• _EXERCISE_
Rewrite the part of the records that opens with the line containing "of the distant" and runs through the end of the records, changing every "tall grass" to "green grass" and leaving all else as it stands.

[Dataset rows showing where objects appear]
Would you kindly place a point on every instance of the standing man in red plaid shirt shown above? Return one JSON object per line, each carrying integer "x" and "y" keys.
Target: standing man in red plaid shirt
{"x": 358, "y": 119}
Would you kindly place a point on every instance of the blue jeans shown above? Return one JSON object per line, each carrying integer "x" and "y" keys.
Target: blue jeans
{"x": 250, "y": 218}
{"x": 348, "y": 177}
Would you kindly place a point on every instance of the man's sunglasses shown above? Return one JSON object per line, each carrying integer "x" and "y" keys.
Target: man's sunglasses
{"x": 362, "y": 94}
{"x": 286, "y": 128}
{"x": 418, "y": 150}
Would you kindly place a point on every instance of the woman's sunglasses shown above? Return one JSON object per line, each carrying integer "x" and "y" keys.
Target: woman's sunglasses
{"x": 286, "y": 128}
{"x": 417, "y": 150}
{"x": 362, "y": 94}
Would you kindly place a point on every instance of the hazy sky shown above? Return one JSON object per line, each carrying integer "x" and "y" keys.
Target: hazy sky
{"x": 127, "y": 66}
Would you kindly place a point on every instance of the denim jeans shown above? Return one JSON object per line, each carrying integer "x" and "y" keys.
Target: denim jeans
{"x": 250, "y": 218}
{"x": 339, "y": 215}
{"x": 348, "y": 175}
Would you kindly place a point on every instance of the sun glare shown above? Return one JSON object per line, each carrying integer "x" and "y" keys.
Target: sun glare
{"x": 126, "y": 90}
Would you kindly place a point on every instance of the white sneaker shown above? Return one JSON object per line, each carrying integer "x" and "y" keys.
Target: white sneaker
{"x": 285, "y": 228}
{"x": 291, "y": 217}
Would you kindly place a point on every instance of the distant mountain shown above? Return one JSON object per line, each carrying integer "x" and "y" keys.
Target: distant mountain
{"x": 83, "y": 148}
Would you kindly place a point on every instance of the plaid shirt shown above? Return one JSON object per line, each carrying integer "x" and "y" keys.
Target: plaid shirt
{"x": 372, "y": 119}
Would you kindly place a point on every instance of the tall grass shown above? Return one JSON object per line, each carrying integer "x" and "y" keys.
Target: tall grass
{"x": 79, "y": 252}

• _TASK RESPONSE_
Would you kindly place a point on every instance of the distant mountain shown above? Return one JSON object per line, each carrying integer "x" and "y" keys.
Target: distant mountain
{"x": 83, "y": 148}
Would you kindly place a point on every instance of the plaid shirt shown above? Return one JSON object per line, each carrying integer "x" and "y" keys.
Target: plaid shirt
{"x": 372, "y": 119}
Would you kindly place a point on every instance of the green grass shown above? Return one JSON object per line, each carrying integer "x" and "y" keys.
Target: green grass
{"x": 79, "y": 252}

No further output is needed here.